- **Rows from an object-pointing dataset**
※

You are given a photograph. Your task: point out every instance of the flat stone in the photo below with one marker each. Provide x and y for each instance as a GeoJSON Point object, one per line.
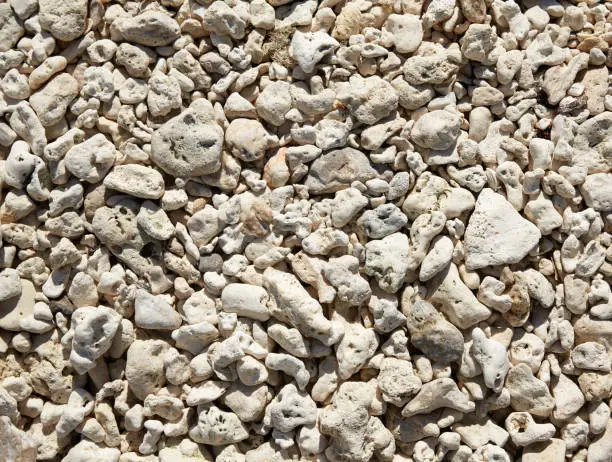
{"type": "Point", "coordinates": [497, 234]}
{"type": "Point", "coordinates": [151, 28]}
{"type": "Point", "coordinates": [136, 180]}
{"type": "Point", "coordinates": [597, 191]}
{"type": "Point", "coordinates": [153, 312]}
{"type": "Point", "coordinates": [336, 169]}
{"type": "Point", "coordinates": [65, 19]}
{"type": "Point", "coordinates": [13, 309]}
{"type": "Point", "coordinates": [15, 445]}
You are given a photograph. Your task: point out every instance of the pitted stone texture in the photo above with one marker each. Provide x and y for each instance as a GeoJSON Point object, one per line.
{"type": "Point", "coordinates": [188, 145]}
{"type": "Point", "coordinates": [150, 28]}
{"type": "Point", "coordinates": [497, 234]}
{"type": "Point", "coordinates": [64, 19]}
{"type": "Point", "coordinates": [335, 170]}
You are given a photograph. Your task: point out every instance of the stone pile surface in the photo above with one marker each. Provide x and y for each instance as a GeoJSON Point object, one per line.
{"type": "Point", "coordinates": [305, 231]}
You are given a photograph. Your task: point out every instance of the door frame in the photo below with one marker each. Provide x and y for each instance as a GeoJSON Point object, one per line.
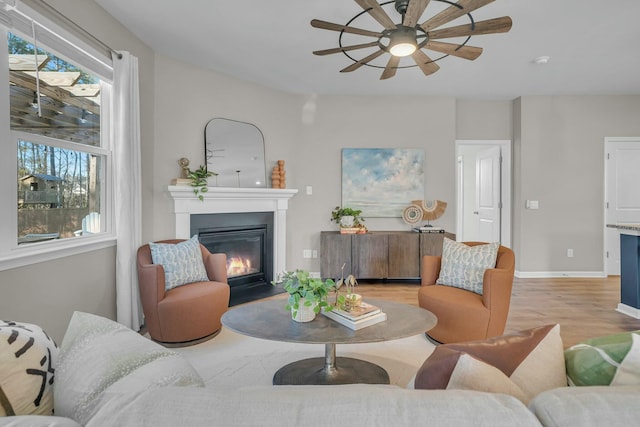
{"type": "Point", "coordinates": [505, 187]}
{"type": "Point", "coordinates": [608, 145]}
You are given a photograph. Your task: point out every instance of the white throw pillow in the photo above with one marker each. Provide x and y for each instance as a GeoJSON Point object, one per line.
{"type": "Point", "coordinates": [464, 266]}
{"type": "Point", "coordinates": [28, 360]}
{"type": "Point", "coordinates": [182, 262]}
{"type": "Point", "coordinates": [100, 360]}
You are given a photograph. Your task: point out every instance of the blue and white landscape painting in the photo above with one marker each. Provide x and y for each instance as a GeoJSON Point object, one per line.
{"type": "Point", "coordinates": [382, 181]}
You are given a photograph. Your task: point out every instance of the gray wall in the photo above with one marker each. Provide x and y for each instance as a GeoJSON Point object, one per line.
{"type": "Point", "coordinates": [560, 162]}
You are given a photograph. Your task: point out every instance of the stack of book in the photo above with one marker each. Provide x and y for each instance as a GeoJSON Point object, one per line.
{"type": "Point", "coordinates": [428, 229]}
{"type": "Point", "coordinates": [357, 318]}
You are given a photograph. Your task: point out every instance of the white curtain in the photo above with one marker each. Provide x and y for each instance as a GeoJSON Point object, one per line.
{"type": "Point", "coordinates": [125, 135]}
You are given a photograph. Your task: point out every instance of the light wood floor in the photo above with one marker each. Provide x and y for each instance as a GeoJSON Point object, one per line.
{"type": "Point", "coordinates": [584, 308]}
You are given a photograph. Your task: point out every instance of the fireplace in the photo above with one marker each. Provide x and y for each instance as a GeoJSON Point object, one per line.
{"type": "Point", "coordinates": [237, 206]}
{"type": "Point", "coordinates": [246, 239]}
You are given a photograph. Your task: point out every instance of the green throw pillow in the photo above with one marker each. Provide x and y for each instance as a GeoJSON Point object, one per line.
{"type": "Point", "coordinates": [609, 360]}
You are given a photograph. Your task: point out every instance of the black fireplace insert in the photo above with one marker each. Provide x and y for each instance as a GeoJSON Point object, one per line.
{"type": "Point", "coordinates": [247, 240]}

※

Quote the lines above word for word, leaving out the pictures.

You are given a photograph. Your task: point out every instance of the flat stone in the photo below with one marker each. Provide x and y for each instance as a GeoJSON Point object, one per line.
{"type": "Point", "coordinates": [497, 234]}
{"type": "Point", "coordinates": [151, 28]}
{"type": "Point", "coordinates": [136, 180]}
{"type": "Point", "coordinates": [597, 191]}
{"type": "Point", "coordinates": [153, 312]}
{"type": "Point", "coordinates": [336, 169]}
{"type": "Point", "coordinates": [65, 19]}
{"type": "Point", "coordinates": [13, 309]}
{"type": "Point", "coordinates": [15, 445]}
You are given a photograph. Your task: point out every instance of the pitted stone texture in the photo above with one marker each. Provide x and y for each instance as a GeoJSON Point object, one per line.
{"type": "Point", "coordinates": [188, 145]}
{"type": "Point", "coordinates": [150, 28]}
{"type": "Point", "coordinates": [497, 234]}
{"type": "Point", "coordinates": [64, 19]}
{"type": "Point", "coordinates": [335, 170]}
You are given a photograph. Your task: point out every instance of the stone pile surface in the photo above with one marker each. Provide x and y for each instance as a GeoJSON Point object, one per line.
{"type": "Point", "coordinates": [305, 231]}
You are given a photograph. Your task: point out every instance of the door frame in the photo below with one marker each. Provide x and y for each instance as a GeoJSON Point object, one per line.
{"type": "Point", "coordinates": [505, 187]}
{"type": "Point", "coordinates": [608, 145]}
You are given a photograph. Your task: point out every instance of the white throw pillow in the photo above with one marker each. Provide x and y for each instance as a GeoJSON Point object, one per line.
{"type": "Point", "coordinates": [464, 266]}
{"type": "Point", "coordinates": [28, 360]}
{"type": "Point", "coordinates": [182, 262]}
{"type": "Point", "coordinates": [100, 360]}
You are given a photograph. Your task: point out every instance of the blue and white landscape painting in the photo above with one marker each. Provide x and y for each instance as a GeoJSON Point object, one per line.
{"type": "Point", "coordinates": [382, 181]}
You are given a photograph. Your task: point out every instance of the gray wall in the photo above with one marker each. Provide x and y for each instance as a GeoJSON Point object, one per line.
{"type": "Point", "coordinates": [560, 162]}
You are given a photograph. Your task: point out every instance of the stack of book in the photo above with one marker each. Provide x and y for each instance as a GeoJSON Point object, one per line.
{"type": "Point", "coordinates": [428, 229]}
{"type": "Point", "coordinates": [357, 318]}
You are given a photograph. Your task: point out every instance of the white curtain in the photo above with one marker each. Provide x and y for each instance as a GeoJSON Point object, one per line.
{"type": "Point", "coordinates": [125, 135]}
You are given a photograph. Your task: point out every instance of the light wood floor in the photo above with one marker each. Provide x and y for each instance as a GeoJSON Point object, one per line.
{"type": "Point", "coordinates": [584, 308]}
You are given a photograph. Your task: point out every instance of the fireplace in the photo above with one marker each. Provide x and y for each instance as a GeoJSON Point object, one per line.
{"type": "Point", "coordinates": [237, 206]}
{"type": "Point", "coordinates": [246, 239]}
You are given a photograph. Your task: point out every instance of the green throw pillow in the photo above with one marker each. Provide x and y for each instance as a GeoJSON Point object, one per line.
{"type": "Point", "coordinates": [609, 360]}
You are given a photograph. Your task: point out every instance of the black fireplace insert in the photo above with one marker each. Provide x and y for each instance as a GeoJSON Point object, one per line.
{"type": "Point", "coordinates": [247, 240]}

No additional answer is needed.